[PROBLEM STATEMENT]: In the records, each line holding "like" must be reported.

Items from a dataset
============================================================

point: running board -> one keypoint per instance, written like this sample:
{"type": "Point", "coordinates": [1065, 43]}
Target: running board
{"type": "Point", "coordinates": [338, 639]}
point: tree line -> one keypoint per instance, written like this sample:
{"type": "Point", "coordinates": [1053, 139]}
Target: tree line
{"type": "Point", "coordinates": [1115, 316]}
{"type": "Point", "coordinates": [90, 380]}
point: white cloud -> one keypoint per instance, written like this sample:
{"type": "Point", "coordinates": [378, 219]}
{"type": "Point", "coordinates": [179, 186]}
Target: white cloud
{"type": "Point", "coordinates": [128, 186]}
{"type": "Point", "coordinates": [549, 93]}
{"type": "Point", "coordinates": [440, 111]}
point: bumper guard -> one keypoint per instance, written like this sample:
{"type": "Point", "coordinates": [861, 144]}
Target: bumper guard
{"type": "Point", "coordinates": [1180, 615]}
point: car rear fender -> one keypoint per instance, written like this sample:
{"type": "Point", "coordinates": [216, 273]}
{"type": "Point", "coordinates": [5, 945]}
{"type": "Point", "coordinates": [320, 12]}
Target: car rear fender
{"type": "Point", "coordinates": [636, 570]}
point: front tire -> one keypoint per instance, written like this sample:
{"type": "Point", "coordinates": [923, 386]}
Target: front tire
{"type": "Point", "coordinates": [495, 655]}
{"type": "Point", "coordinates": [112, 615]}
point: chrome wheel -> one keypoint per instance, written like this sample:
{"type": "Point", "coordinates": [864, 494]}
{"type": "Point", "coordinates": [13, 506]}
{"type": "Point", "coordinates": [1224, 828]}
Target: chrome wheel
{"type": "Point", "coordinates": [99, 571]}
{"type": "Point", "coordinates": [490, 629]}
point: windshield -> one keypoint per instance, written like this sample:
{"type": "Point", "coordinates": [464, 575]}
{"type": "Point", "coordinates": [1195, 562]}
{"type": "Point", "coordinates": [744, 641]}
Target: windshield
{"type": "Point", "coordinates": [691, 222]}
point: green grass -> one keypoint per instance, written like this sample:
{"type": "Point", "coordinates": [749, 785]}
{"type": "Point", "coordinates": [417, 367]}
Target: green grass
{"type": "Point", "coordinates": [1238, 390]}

============================================================

[RESPONSE AREA]:
point: running board -> one keypoint per instance, written like this sample:
point: tree line -> one keypoint per instance, written like this sample:
point: white cloud -> one keypoint per instance, written like this sample:
point: bumper guard -> one keypoint per instance, written like this sample:
point: car rear fender -> one keypoint per instance, written like this sample:
point: front tire -> one keypoint per instance, written like this sample:
point: chrome wheel -> one keypoint per instance, written like this sample:
point: windshield -> one keypoint per instance, written like this sample:
point: green grass -> one keypoint per instance, written like this sample:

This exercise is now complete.